● To be done: Print, please, the line that contains "Consider the photo above. For every instance of the beard, which" and each line after it to the end of the entries, unchanged and with nothing else.

==========

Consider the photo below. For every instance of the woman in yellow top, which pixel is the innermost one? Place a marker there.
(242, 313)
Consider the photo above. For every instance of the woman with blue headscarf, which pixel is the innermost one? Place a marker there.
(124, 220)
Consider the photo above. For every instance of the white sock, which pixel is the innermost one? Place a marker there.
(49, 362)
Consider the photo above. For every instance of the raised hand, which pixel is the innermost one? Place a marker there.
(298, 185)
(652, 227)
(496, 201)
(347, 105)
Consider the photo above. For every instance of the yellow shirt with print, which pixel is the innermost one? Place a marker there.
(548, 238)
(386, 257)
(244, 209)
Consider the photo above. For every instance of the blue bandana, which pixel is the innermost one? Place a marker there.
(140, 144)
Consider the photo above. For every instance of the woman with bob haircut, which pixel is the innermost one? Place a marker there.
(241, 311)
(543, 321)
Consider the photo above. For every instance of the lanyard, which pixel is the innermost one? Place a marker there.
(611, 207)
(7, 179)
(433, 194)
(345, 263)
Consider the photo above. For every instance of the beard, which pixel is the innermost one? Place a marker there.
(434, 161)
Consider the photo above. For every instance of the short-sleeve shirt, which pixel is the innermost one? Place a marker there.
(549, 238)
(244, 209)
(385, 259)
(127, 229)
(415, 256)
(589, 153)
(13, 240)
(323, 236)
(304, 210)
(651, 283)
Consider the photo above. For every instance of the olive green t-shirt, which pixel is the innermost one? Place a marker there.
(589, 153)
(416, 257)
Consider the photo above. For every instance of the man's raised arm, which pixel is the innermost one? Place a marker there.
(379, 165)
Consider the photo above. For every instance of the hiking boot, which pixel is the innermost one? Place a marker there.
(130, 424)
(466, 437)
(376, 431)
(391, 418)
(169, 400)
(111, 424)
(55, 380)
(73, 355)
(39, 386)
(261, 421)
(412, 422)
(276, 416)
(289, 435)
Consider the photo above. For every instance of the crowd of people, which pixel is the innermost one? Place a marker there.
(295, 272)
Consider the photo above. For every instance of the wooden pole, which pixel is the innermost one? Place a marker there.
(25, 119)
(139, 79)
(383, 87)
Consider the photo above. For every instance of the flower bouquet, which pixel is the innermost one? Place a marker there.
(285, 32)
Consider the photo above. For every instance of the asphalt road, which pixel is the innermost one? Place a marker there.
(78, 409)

==========

● Result of the exercise:
Consider the photo above. For every instance of the beard, which pixel is the innermost one? Place a marker there.
(434, 161)
Consider the photo above. For every instance of the short-sleeve shirt, which pixel is the innermost one? Place a marker there.
(549, 238)
(244, 209)
(385, 259)
(127, 229)
(415, 256)
(589, 153)
(13, 240)
(323, 236)
(304, 210)
(651, 283)
Consider the photo above. For every instance of the olive green t-shirt, which pixel is the innermost one? Place a marker there.
(589, 153)
(416, 257)
Consider the photo above. For every instance of the man's raised arm, which pixel is the innermost one? Place a marker there.
(379, 165)
Consider the photo above. For every instance of the hiking boot, which pixel is the innermost one? Place a marker there.
(130, 424)
(466, 437)
(376, 431)
(391, 418)
(169, 400)
(111, 424)
(55, 380)
(73, 355)
(39, 386)
(261, 421)
(412, 422)
(276, 416)
(289, 435)
Consider the photo above. For every instance of the crowd of people, which pixel is the innermost one? Place a marker there.
(295, 272)
Consider the photo above. For every instance of the wooden pole, which pixel is the innermost one? Place a marker there.
(25, 119)
(139, 79)
(383, 87)
Consider the photo above. For every instance of the flower bouquet, which pixel is the innermost one? Place a marker there.
(285, 32)
Consider the photo above. For every instance of the asphalt road, which pixel is the innermost one? Place a marker there.
(78, 409)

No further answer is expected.